> TASK TO CARRY OUT: Word for word, retype the tail of the data below, starting with the line that has "[locate] red metal" and including the last line.

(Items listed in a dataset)
*** Block opens ***

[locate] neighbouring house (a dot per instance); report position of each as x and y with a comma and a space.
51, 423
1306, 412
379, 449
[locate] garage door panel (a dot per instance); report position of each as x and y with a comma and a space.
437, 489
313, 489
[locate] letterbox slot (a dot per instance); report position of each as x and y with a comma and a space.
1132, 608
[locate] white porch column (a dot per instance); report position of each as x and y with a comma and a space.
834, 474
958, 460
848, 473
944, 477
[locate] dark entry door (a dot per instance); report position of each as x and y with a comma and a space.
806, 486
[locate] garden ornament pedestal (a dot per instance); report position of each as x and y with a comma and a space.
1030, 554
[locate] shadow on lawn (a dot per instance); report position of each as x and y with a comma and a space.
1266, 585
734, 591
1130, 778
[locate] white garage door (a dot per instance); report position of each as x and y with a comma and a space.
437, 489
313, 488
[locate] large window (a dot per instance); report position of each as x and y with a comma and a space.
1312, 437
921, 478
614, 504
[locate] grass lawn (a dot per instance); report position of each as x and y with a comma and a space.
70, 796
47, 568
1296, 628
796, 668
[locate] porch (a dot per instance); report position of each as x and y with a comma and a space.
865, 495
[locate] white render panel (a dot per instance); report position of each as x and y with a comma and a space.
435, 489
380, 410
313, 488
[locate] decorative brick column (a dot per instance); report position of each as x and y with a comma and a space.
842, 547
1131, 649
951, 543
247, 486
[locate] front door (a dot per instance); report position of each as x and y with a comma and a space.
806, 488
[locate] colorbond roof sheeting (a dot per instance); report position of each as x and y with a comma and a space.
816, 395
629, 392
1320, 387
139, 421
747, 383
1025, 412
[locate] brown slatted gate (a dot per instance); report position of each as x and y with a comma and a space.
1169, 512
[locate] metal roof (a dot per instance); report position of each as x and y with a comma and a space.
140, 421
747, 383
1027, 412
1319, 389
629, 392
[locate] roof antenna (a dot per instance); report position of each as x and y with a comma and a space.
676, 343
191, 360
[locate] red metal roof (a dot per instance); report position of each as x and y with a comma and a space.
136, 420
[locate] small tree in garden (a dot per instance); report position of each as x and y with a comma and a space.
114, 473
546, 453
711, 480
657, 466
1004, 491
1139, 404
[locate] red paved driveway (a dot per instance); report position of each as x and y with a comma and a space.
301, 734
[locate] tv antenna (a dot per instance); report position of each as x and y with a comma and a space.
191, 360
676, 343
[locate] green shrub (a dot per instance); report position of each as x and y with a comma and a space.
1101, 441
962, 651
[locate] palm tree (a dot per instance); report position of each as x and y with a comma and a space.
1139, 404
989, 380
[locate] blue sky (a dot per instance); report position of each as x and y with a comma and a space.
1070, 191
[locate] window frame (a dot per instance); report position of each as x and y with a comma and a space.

*** Block closes ***

> SOLUTION TO THIS TASK:
[locate] red metal roof (a dot per instance); report position of each as x and y with a comma and a space.
136, 420
[locate] small tree in garden (a dot per instance); report position of each as x and y with a comma and a space.
114, 473
546, 453
711, 480
657, 466
1004, 491
1139, 404
[locate] red paved driveway (a dot per instance); report position of each as x and y with a comma and a space.
301, 734
[locate] tv antenna (a dot per instance); report position of each as x and y with a comma and a space.
191, 360
676, 343
[locate] green shrub (a dot per instance); report position of each as x and y with a comma and a space.
1101, 441
962, 651
[locate] palm tree (a dot per instance); report position of each as x and y with a comma and a space.
1139, 404
989, 380
[locate] blue sky (a dot per instance); report position of each as x and y with a comma and a space.
1070, 191
[locate] window frame (a dot per instance); report position of each as x and y with a comma and a space.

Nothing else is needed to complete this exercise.